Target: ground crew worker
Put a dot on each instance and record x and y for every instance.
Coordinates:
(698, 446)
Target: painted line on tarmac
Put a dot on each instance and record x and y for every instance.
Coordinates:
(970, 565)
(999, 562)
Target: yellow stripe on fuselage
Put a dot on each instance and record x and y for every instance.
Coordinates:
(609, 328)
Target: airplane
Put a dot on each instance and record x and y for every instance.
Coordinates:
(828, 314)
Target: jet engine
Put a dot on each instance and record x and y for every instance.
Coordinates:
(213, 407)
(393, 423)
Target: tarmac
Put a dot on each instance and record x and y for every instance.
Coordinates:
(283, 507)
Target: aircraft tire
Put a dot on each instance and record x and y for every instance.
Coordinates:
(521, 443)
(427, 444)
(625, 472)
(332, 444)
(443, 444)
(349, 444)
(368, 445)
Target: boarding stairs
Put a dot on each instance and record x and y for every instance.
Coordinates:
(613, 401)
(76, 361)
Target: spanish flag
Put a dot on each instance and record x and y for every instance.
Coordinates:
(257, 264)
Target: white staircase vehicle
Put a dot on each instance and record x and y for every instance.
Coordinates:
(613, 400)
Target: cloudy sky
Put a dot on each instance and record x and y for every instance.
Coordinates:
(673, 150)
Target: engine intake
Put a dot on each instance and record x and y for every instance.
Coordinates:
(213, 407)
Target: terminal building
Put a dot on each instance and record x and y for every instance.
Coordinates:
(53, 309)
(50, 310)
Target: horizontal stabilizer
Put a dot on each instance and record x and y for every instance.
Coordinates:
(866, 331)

- - -

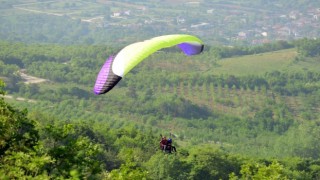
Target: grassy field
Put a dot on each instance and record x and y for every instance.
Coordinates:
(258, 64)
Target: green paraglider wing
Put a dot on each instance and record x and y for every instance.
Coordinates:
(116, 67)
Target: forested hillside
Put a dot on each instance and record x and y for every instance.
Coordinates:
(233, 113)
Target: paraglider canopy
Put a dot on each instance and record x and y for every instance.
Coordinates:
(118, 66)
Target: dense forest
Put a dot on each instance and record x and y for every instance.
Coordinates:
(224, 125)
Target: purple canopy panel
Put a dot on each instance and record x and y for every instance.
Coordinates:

- - -

- Problem details
Pick out every line in the data above that includes the string "canopy", and copy each one. Only matches with the same capitalization count.

- Reply
Target: paraglider canopy
Target: purple canopy panel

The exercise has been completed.